さらに、国立病院やがんセンター、赤十字病院など、専門的医療を受けられる病院が複数点在していることも特徴です。区民にとって病院へ出向く負担が比較的軽いため、医療面でも安心して暮らせる区域といえるでしょう。
また、防犯・環境整備面においても、「大橋安全・安心まちづくり応援団」を結成し、地域住民や企業、警察、学校などと区役所が一丸となって防犯パトロールや環境美化運動を行っています。
こうした治安の維持へ向けた取り組みは、不動産購入を検討するファミリー世帯にとってはプラス要素となり、福岡県の中でも住みやすい区として選ばれている理由のひとつです。
【売却のコツ】福岡市南区の地域特性を把握し、高く売るための戦略を練ろう
- 人気の福岡市南区で不動産を売るには、緻密な販売戦略が必要
- 福岡市南区は緩やかに人口増加中
- 西鉄福岡(天神)駅にアクセスしやすい駅近エリアが人気
地域特性を知るメリットとは?
■ ■ ■
-- 理解度チェック --
#1 ページ抜粋によると、区役所が地域住民や企業、警察、学校などと一丸となって防犯パトロールや環境美化運動を行うために結成したものの名前を答えよ。
#2 ページ抜粋のうち、「さらに、国立病院やがんセンタ」から「ばれている理由のひとつです。」までの部分をそのまま書き写せ。

-- 演習データ --
■ ■ ■
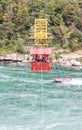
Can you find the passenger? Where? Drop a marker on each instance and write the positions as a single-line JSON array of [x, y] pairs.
■ ■ ■
-- 解答 --
#1 「大橋安全・安心まちづくり応援団」

#2
さらに、国立病院やがんセンター、赤十字病院など、専門的医療を受けられる病院が複数点在していることも特徴です。区民にとって病院へ出向く負担が比較的軽いため、医療面でも安心して暮らせる区域といえるでしょう。
また、防犯・環境整備面においても、「大橋安全・安心まちづくり応援団」を結成し、地域住民や企業、警察、学校などと区役所が一丸となって防犯パトロールや環境美化運動を行っています。
こうした治安の維持へ向けた取り組みは、不動産購入を検討するファミリー世帯にとってはプラス要素となり、福岡県の中でも住みやすい区として選ばれている理由のひとつです。